CGS-CIMB Research

KPJ Healthcare - Strong Operational Metrics With One-off Gains

sectoranalyst
Publish date: Tue, 28 Nov 2023, 12:29 PM
CGS-CIMB Research
  • 3Q23 core PATMI of RM74.0m beat expectations, bringing 9M23 core PATMI to RM172.8m, 84.7%/77.7% of our/Bloomberg consensus’ FY23F estimates.
  • KPJ declared 0.25 sen of special dividend, likely arising from a gain of RM41.5m recognised from its disposal of PTABSD and KPJM in Indonesia.
  • Reiterate Add with an unchanged TP of RM1.50 as we await more clarity from its analyst briefing held on the morning of 29 Nov 23.

Core Operations Benefitted From Margin Expansion

  • KPJ’s revenue grew by 15.9% yoy to RM925.4m in 3Q23, bringing 9M23 revenue to RM2.55bn, ahead at 78.0%/78.2% of our/Bloomberg FY23F consensus.
  • However, 3Q23 core PATMI grew 46.0% yoy to RM74.0m, driven by higher bed occupancy rate (BOR) of 73%, as well as a 20% increase in inpatient days qoq, which translated to longer length of stay, and likely higher revenue intensity, leading to better operational leverage and profitability that was observed for 3Q23.
  • KPJ also disclosed that higher bed count in KPJ Dhaka in Bangladesh saw an increase of 11,877 patients in 3Q23, leading to its others segment turning EBITDA positive at RM2.3m from an EBITDA loss of RM8.2m in 2Q23.

One-off Gain Recorded From Completed Sale of PTABSD and KPJM

  • KPJ recorded RM41.5m in one-off gain in 3Q23 from the sale of its 100% equity interest in PT Al-Aqar Bumi Serpong Damai (PTABSD) and 75% equity interest in PT KPJ Medica (KPJM), which are its hospitals in Indonesia.

Point localization data
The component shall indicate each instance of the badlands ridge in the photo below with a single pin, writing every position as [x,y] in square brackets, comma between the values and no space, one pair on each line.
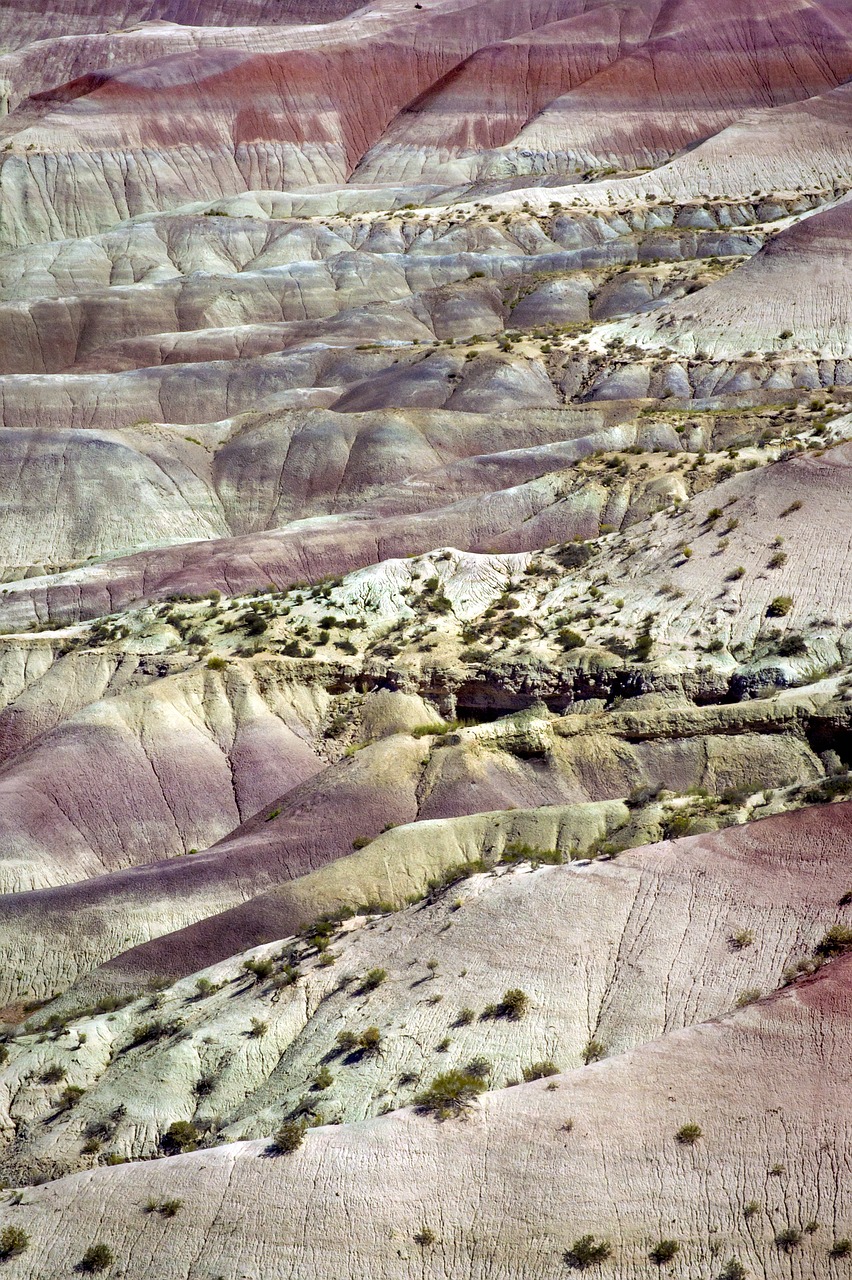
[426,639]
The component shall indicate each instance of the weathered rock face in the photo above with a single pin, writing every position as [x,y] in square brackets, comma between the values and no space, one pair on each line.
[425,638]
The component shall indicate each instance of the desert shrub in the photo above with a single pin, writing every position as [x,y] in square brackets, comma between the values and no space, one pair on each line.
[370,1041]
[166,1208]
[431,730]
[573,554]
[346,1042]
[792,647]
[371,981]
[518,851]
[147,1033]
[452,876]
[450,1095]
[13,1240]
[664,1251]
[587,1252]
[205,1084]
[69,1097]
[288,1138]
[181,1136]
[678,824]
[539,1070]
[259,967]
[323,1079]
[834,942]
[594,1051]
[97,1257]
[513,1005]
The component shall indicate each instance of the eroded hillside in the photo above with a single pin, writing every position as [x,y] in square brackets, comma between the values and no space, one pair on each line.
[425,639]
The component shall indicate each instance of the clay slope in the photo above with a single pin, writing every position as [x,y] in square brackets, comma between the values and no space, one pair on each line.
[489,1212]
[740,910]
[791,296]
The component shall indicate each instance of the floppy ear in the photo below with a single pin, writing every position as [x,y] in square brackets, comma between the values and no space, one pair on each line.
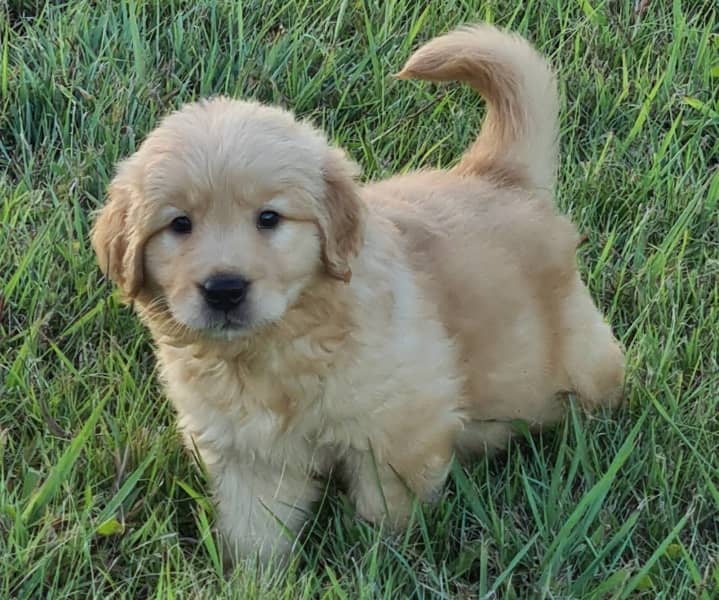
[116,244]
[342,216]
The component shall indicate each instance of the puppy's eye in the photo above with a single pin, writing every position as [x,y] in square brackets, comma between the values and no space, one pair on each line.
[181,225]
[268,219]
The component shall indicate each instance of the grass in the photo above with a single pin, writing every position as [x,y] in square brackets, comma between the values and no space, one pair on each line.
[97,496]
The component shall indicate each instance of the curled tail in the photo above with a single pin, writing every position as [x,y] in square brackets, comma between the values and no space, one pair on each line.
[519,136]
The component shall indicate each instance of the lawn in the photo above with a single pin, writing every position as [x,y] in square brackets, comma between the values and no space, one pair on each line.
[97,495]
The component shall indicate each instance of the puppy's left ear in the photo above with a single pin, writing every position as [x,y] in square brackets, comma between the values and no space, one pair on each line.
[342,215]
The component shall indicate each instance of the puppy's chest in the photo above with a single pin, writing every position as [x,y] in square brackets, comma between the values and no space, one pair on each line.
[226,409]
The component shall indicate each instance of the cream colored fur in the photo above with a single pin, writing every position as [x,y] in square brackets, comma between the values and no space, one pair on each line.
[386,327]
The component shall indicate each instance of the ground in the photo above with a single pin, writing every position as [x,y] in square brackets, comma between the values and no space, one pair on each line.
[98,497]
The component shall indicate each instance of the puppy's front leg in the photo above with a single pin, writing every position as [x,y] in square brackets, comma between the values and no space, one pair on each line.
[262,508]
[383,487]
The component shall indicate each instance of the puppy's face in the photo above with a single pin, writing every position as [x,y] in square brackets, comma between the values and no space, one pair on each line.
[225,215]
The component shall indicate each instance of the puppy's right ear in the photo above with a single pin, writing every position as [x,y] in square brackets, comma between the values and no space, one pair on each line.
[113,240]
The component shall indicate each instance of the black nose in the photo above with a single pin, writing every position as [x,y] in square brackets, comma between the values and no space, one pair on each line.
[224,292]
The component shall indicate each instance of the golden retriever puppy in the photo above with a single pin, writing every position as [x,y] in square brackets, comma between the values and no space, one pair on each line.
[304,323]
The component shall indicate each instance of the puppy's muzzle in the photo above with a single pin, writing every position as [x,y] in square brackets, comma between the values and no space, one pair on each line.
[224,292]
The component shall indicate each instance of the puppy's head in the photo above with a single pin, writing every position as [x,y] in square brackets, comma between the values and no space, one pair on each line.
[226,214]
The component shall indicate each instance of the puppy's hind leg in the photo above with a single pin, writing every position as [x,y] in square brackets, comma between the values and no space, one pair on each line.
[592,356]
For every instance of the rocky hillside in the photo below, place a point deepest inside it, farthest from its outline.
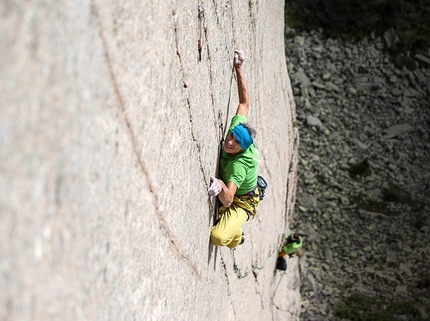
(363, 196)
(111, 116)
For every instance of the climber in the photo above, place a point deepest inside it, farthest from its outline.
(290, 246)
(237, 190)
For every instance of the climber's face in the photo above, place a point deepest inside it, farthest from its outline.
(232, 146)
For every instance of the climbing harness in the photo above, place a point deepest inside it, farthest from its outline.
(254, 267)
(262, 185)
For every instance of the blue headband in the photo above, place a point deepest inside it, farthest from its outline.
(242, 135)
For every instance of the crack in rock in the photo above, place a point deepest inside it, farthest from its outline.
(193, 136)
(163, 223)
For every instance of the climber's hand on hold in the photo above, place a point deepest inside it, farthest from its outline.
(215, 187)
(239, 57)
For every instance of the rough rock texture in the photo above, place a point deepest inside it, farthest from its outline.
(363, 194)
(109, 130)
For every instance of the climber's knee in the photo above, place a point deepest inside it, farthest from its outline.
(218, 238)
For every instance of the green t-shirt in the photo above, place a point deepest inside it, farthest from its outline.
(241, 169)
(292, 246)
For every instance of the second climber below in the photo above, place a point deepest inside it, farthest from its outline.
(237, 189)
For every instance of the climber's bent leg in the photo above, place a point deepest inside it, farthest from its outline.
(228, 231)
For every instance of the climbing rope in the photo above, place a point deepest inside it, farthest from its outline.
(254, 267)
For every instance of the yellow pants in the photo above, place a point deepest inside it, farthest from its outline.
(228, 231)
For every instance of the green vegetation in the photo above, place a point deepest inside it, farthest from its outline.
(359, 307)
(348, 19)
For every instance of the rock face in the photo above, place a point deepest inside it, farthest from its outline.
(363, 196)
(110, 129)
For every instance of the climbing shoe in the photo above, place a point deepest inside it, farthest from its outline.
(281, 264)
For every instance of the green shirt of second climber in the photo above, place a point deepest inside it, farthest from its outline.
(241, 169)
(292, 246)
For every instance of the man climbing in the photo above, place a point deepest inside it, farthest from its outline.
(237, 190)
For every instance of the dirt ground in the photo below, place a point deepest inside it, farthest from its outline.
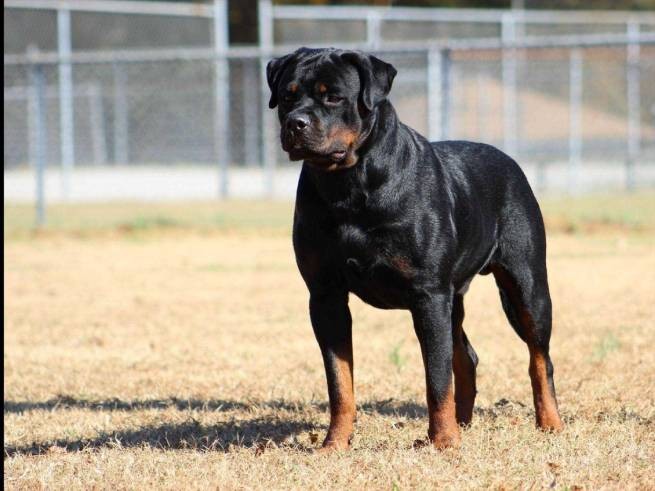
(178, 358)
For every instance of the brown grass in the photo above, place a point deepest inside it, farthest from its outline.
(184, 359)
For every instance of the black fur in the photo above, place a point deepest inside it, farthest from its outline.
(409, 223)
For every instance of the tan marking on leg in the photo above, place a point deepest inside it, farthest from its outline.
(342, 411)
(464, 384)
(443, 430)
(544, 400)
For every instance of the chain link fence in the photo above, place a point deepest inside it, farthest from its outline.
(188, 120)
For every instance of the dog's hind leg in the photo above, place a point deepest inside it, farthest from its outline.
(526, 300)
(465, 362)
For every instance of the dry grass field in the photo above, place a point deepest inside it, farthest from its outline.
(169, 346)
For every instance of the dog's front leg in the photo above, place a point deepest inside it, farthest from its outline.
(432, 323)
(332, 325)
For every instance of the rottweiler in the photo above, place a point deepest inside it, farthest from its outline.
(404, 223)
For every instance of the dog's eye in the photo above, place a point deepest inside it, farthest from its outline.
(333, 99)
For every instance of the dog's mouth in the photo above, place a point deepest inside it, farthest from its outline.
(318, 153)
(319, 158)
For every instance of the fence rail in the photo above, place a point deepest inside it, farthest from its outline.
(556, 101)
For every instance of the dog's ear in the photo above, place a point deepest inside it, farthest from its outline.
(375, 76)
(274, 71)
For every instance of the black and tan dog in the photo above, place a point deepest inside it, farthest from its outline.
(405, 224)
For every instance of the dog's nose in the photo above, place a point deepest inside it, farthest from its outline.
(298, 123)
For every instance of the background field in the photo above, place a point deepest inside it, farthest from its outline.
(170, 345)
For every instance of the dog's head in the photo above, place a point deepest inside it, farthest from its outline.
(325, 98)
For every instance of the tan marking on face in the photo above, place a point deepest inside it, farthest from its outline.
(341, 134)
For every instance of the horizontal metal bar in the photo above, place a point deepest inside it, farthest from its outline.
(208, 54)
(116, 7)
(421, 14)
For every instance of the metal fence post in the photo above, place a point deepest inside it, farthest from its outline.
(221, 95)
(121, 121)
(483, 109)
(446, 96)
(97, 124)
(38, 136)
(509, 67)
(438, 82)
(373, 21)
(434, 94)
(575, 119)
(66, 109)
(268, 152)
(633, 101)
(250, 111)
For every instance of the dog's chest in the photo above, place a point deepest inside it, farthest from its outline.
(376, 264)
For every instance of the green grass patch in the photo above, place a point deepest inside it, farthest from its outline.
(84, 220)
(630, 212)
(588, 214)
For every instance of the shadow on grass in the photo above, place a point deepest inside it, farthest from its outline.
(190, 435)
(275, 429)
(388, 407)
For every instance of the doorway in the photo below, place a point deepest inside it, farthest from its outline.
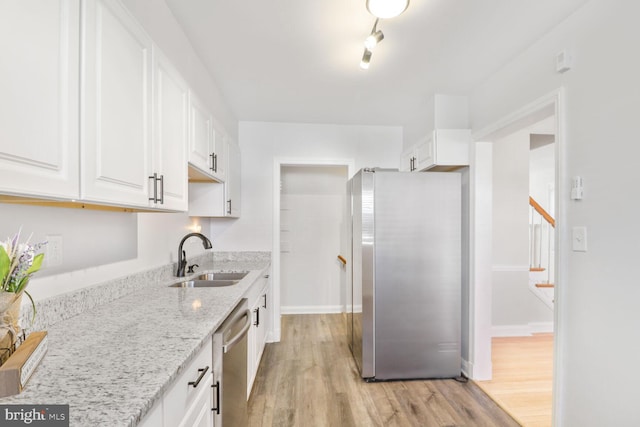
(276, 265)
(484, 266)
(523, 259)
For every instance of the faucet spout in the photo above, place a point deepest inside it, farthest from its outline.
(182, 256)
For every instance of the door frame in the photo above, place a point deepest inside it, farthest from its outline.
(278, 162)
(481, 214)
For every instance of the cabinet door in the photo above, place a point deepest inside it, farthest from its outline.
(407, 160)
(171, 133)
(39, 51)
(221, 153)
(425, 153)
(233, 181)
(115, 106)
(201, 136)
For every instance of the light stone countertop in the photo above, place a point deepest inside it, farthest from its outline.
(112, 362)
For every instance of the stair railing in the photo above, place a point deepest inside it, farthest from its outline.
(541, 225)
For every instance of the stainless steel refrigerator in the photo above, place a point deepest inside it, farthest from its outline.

__TASK INSTRUCTIONS__. Set down the KPJ Healthcare research note word for word, from "One-off Gain Recorded" up to and including "hospitals in Indonesia.". These lines were taken from a separate source.

__REPLY__.
One-off Gain Recorded From Completed Sale of PTABSD and KPJM

  • KPJ recorded RM41.5m in one-off gain in 3Q23 from the sale of its 100% equity interest in PT Al-Aqar Bumi Serpong Damai (PTABSD) and 75% equity interest in PT KPJ Medica (KPJM), which are its hospitals in Indonesia.